Activity ::
Using the listing below, set down exactly the lines starting at the line that contains "Phrase: armoire drawer" and ending at the line that contains "of the small", both included, and no others.

Data excerpts ::
::::::::::
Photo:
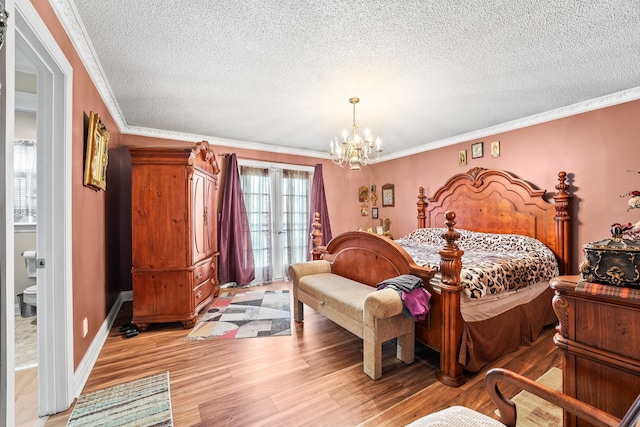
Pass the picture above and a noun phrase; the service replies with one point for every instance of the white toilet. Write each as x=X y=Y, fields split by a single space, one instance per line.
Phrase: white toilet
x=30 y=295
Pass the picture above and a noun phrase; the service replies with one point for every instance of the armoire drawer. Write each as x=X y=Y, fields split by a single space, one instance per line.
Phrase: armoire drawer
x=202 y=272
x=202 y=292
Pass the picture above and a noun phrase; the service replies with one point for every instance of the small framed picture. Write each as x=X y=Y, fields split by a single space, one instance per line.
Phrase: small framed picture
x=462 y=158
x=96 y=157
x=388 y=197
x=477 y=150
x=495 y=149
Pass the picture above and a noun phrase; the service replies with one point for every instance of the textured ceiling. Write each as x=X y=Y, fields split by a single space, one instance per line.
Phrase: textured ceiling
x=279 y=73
::::::::::
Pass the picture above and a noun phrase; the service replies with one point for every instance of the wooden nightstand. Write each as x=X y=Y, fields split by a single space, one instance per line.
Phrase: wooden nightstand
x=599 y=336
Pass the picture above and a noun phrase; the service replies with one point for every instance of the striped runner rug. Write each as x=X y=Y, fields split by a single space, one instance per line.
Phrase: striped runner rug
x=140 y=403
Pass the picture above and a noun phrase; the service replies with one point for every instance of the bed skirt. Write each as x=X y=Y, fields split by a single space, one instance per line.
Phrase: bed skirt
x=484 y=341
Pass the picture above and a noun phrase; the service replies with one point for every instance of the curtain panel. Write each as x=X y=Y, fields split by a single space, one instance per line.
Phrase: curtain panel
::::::::::
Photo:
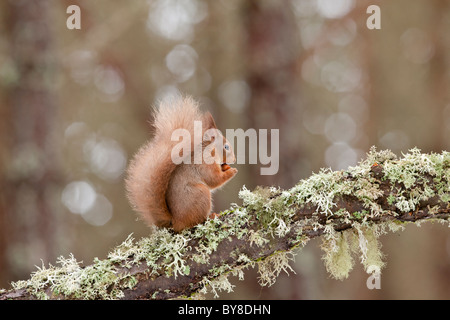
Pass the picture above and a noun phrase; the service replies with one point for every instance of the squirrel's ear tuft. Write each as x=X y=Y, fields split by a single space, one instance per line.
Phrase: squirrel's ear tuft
::::::::::
Task result ::
Phrase: armoire drawer
x=202 y=272
x=202 y=292
Pass the picture above and a noun phrase; the service replies with one point for every instance of the small framed picture. Write each as x=X y=Y, fields split by a single space, one instance per line.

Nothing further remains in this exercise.